Exploring Lamport's Bakery algorithm in C++20
Marton Trencseni - Sun 06 July 2025 - Programming
Introduction
The Bakery algorithm was discovered by Leslie Lamport in 1974 and described in his seminal paper A New Solution of Dijkstra's Concurrent Programming Problem. The algorithm solves the mutual exclusion problem: given n processes with shared memory, how can they cooperate so each one can execute a crticial section of code without any other process executing their critical section at the same time. Effectively, the algorithm implements a locking mechanism, where each process, before entering their critical section, acquires the lock, and then afterwards releases it. On his publications page, Lamport adds the following comments:
This paper describes the bakery algorithm for implementing mutual exclusion. I have invented many concurrent algorithms. I feel that I did not invent the bakery algorithm, I discovered it. Like all shared-memory synchronization algorithms, the bakery algorithm requires that one process be able to read a word of memory while another process is writing it. (Each memory location is written by only one process, so concurrent writing never occurs.) Unlike any previous algorithm, and almost all subsequent algorithms, the bakery algorithm works regardless of what value is obtained by a read that overlaps a write. If the write changes the value from 0 to 1, a concurrent read could obtain the value 7456 (assuming that 7456 is a value that could be in the memory location). The algorithm still works. I didn't try to devise an algorithm with this property. I discovered that the bakery algorithm had this property after writing a proof of its correctness and noticing that the proof did not depend on what value is returned by a read that overlaps a write. I don't know how many people realize how remarkable this algorithm is. Perhaps the person who realized it better than anyone is Anatol Holt, a former colleague at Massachusetts Computer Associates. When I showed him the algorithm and its proof and pointed out its amazing property, he was shocked. He refused to believe it could be true. He could find nothing wrong with my proof, but he was certain there must be a flaw. He left that night determined to find it. I don't know when he finally reconciled himself to the algorithm's correctness.

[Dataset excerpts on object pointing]
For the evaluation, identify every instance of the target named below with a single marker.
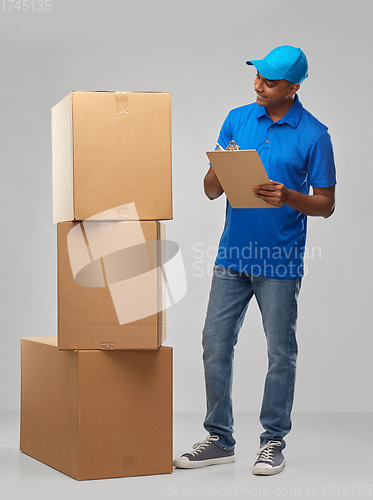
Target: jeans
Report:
(230, 295)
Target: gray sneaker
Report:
(270, 459)
(204, 453)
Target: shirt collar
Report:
(292, 117)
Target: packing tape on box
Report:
(121, 101)
(133, 269)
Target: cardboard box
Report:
(110, 149)
(96, 414)
(112, 291)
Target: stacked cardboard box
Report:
(96, 400)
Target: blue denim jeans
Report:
(230, 295)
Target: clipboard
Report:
(239, 171)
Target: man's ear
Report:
(294, 87)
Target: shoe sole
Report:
(262, 470)
(183, 464)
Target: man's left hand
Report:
(275, 193)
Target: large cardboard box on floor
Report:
(110, 149)
(96, 414)
(112, 291)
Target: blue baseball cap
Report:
(283, 63)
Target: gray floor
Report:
(327, 456)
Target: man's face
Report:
(273, 93)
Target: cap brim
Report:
(265, 70)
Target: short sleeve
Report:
(321, 167)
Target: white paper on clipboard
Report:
(240, 171)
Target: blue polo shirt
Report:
(296, 151)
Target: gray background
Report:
(196, 51)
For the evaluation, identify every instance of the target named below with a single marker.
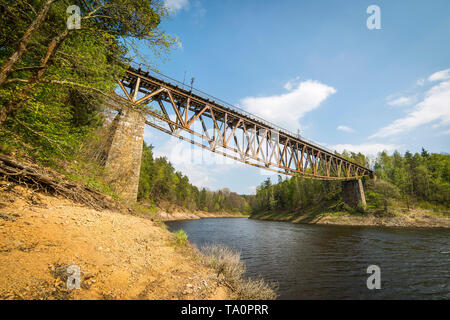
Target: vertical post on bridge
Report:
(353, 193)
(123, 161)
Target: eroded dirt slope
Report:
(120, 256)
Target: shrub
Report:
(181, 238)
(228, 264)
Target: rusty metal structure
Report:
(217, 126)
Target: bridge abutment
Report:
(123, 161)
(353, 193)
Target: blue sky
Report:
(315, 66)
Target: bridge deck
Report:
(212, 124)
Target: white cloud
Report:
(440, 75)
(401, 101)
(421, 82)
(292, 83)
(434, 107)
(345, 129)
(176, 5)
(369, 149)
(287, 109)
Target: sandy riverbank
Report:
(120, 256)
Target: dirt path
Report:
(120, 256)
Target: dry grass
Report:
(228, 264)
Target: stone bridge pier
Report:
(353, 193)
(123, 160)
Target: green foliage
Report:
(293, 194)
(421, 179)
(67, 104)
(159, 182)
(418, 178)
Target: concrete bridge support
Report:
(123, 161)
(353, 193)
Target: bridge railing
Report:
(230, 106)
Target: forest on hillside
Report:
(420, 179)
(56, 82)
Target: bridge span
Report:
(193, 116)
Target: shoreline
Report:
(180, 215)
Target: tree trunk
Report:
(12, 106)
(7, 68)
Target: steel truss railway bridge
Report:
(150, 98)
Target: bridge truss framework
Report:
(231, 132)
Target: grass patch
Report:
(229, 266)
(180, 238)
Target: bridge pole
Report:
(123, 161)
(353, 193)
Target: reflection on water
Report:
(330, 262)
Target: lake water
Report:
(330, 262)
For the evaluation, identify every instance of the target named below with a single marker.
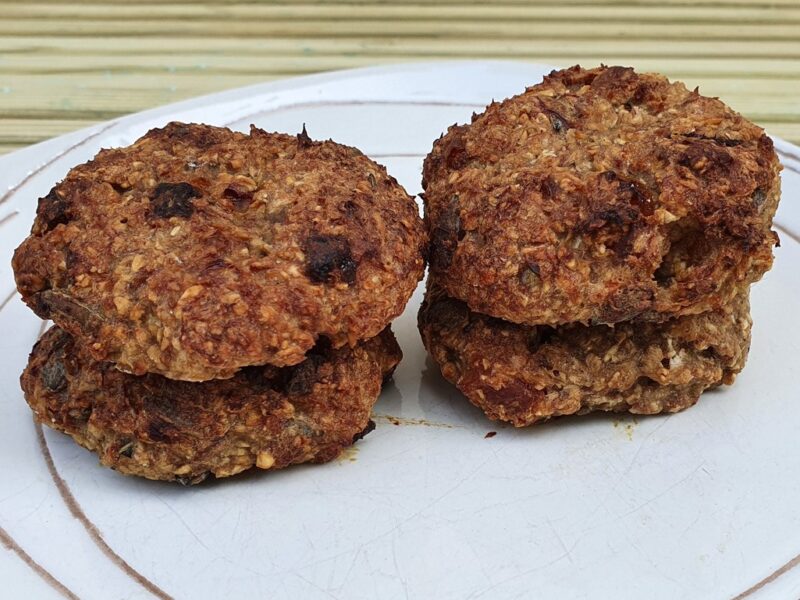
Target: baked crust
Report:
(198, 250)
(524, 374)
(159, 428)
(599, 196)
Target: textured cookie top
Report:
(599, 196)
(197, 251)
(524, 374)
(159, 428)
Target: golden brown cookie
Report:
(526, 374)
(159, 428)
(599, 196)
(198, 250)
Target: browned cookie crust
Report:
(174, 430)
(524, 374)
(197, 251)
(600, 196)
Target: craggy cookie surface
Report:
(197, 251)
(600, 196)
(159, 428)
(524, 374)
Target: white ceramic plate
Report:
(701, 504)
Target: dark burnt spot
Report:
(238, 195)
(609, 176)
(574, 78)
(329, 259)
(199, 136)
(613, 79)
(557, 120)
(159, 430)
(446, 234)
(53, 305)
(624, 244)
(54, 376)
(173, 200)
(632, 192)
(303, 140)
(715, 140)
(216, 263)
(193, 479)
(637, 197)
(126, 449)
(455, 151)
(516, 396)
(710, 353)
(53, 210)
(368, 429)
(530, 274)
(350, 208)
(299, 380)
(758, 197)
(625, 303)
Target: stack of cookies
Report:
(593, 241)
(221, 300)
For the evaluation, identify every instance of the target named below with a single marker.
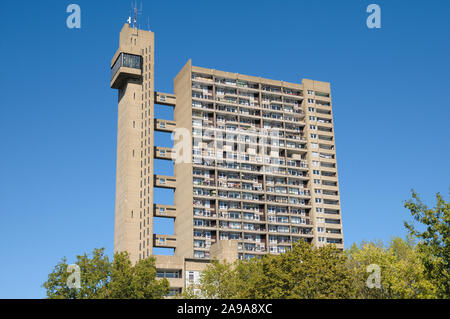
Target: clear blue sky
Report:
(58, 115)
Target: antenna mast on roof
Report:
(135, 13)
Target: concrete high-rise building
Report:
(254, 163)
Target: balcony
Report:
(127, 66)
(165, 211)
(163, 153)
(164, 241)
(165, 125)
(165, 99)
(165, 181)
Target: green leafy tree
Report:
(94, 277)
(434, 239)
(303, 272)
(402, 274)
(99, 278)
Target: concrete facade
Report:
(258, 171)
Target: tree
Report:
(99, 278)
(303, 272)
(402, 274)
(434, 240)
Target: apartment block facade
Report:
(254, 163)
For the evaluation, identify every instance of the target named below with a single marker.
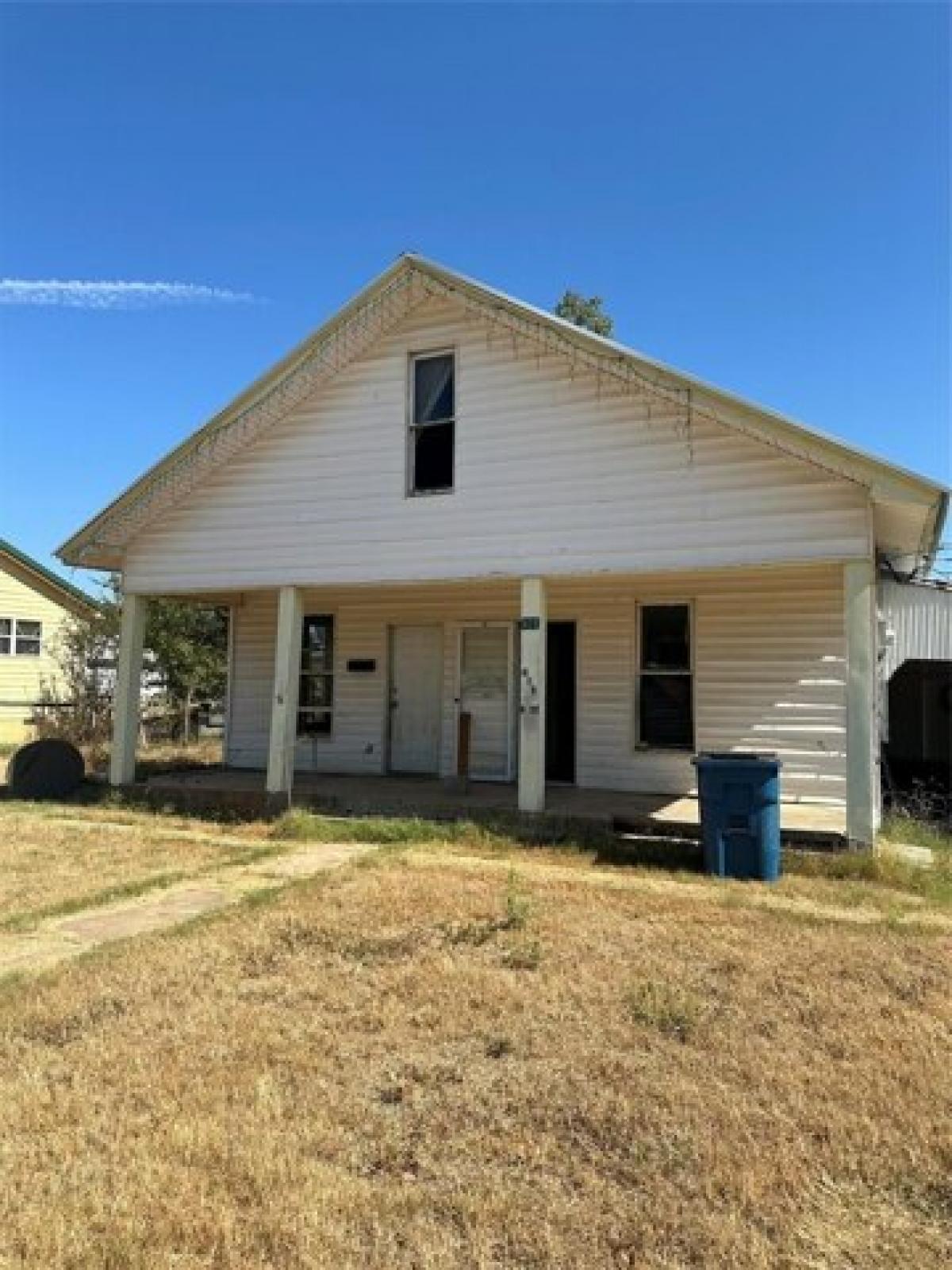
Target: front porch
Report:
(803, 823)
(463, 677)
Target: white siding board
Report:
(768, 653)
(554, 476)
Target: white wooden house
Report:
(36, 606)
(446, 501)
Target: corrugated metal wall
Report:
(770, 672)
(920, 620)
(555, 474)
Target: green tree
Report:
(188, 647)
(577, 309)
(186, 656)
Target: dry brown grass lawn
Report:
(420, 1064)
(52, 863)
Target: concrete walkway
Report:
(59, 939)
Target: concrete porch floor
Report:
(809, 823)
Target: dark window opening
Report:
(432, 423)
(315, 705)
(433, 457)
(666, 696)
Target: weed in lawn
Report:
(672, 1009)
(514, 916)
(524, 956)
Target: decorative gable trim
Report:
(673, 398)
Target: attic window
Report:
(432, 423)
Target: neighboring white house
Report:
(446, 501)
(35, 606)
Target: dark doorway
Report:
(560, 702)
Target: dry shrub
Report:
(328, 1081)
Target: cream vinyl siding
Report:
(770, 672)
(22, 679)
(555, 474)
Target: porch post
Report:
(862, 770)
(532, 696)
(129, 686)
(287, 671)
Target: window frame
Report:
(13, 637)
(413, 427)
(640, 673)
(332, 675)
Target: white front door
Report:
(486, 695)
(416, 694)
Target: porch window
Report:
(315, 705)
(666, 677)
(432, 423)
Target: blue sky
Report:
(758, 192)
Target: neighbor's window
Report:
(432, 423)
(666, 687)
(315, 705)
(22, 637)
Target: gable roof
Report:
(913, 507)
(33, 575)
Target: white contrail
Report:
(114, 295)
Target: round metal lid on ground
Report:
(44, 768)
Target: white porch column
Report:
(287, 671)
(862, 770)
(532, 696)
(129, 687)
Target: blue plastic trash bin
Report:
(740, 814)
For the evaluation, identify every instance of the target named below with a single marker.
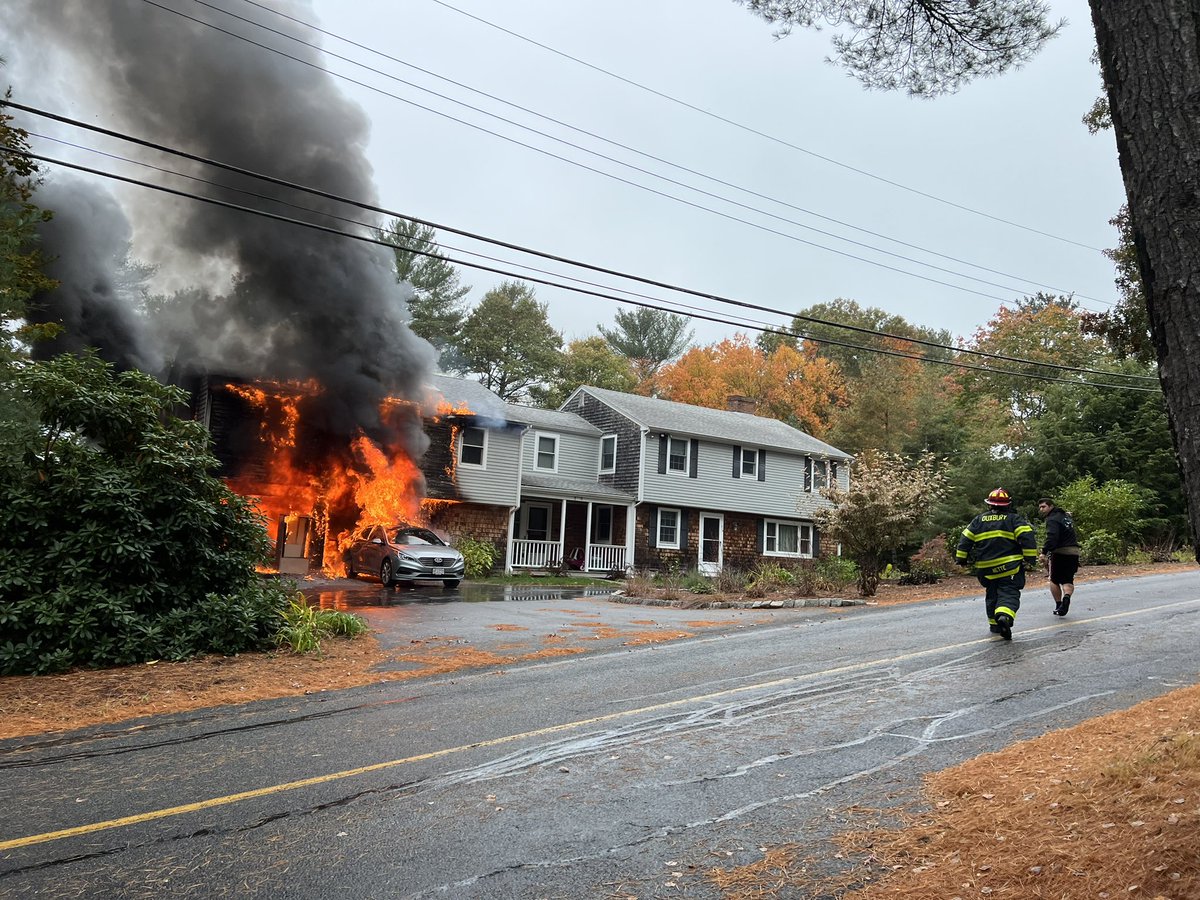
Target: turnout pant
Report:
(1002, 595)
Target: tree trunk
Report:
(1150, 54)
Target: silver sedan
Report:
(403, 553)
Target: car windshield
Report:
(415, 537)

Requirements -
- a) Translate this sentence from the post on Lamport's Bakery algorithm into Spanish: "Like all shared-memory synchronization algorithms, the bakery algorithm requires that one process be able to read a word of memory while another process is writing it."
- b) According to the post on Lamport's Bakery algorithm, in what year did Leslie Lamport discover the algorithm?
The rows are not needed for any of this work.

Results for each task -
- a) Como todos los algoritmos de sincronización de memoria compartida, el algoritmo de la panadería requiere que un proceso pueda leer una palabra de memoria mientras otro proceso la está escribiendo.

- b) 1974